◆ **Data**

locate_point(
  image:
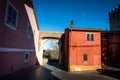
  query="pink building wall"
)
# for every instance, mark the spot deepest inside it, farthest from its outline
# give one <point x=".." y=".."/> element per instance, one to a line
<point x="15" y="43"/>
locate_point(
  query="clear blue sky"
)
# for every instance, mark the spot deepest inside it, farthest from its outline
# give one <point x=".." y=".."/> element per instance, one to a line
<point x="55" y="15"/>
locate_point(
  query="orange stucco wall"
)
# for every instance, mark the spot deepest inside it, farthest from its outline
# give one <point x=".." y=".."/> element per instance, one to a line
<point x="78" y="46"/>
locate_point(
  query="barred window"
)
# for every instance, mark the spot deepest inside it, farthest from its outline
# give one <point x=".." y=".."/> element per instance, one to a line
<point x="11" y="16"/>
<point x="90" y="37"/>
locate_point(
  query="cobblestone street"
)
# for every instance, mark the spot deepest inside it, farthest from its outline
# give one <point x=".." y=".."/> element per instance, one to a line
<point x="53" y="72"/>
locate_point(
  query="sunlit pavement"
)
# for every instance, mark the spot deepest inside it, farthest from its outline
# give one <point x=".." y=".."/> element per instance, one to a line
<point x="52" y="72"/>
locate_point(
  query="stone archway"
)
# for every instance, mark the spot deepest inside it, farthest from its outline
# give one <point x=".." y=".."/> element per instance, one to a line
<point x="42" y="38"/>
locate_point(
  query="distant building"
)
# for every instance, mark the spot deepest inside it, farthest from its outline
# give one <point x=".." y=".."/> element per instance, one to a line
<point x="110" y="48"/>
<point x="18" y="35"/>
<point x="114" y="19"/>
<point x="80" y="49"/>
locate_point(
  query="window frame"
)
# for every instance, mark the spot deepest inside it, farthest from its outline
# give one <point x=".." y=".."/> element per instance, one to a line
<point x="91" y="37"/>
<point x="85" y="58"/>
<point x="10" y="25"/>
<point x="28" y="56"/>
<point x="31" y="34"/>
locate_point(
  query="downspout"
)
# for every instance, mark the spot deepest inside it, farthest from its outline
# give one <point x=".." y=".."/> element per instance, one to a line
<point x="69" y="47"/>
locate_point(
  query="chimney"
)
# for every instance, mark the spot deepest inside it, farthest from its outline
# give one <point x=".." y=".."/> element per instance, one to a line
<point x="72" y="24"/>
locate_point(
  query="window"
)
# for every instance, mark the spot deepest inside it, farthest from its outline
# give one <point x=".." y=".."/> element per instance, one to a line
<point x="11" y="16"/>
<point x="85" y="58"/>
<point x="26" y="57"/>
<point x="90" y="37"/>
<point x="29" y="31"/>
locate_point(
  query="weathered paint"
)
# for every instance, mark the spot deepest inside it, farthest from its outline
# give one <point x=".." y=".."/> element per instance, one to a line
<point x="110" y="48"/>
<point x="75" y="46"/>
<point x="15" y="43"/>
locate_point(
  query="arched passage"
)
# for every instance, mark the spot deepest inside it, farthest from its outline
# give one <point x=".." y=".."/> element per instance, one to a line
<point x="44" y="36"/>
<point x="50" y="51"/>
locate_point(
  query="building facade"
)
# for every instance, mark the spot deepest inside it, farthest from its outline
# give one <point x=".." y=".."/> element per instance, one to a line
<point x="114" y="19"/>
<point x="110" y="48"/>
<point x="82" y="49"/>
<point x="18" y="35"/>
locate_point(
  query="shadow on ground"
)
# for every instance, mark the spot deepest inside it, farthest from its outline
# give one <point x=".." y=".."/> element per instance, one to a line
<point x="55" y="63"/>
<point x="37" y="73"/>
<point x="110" y="73"/>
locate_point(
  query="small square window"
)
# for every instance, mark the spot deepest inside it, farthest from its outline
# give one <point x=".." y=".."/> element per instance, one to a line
<point x="26" y="57"/>
<point x="11" y="16"/>
<point x="90" y="37"/>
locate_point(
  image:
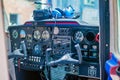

◆ **Written exercise**
Pull out each line from the items above that contains the string "building". Only matches with the same upper- and lowercase letters count.

◆ **Finished exercise**
  query="pink building wall"
  query="distant building"
  query="building facade"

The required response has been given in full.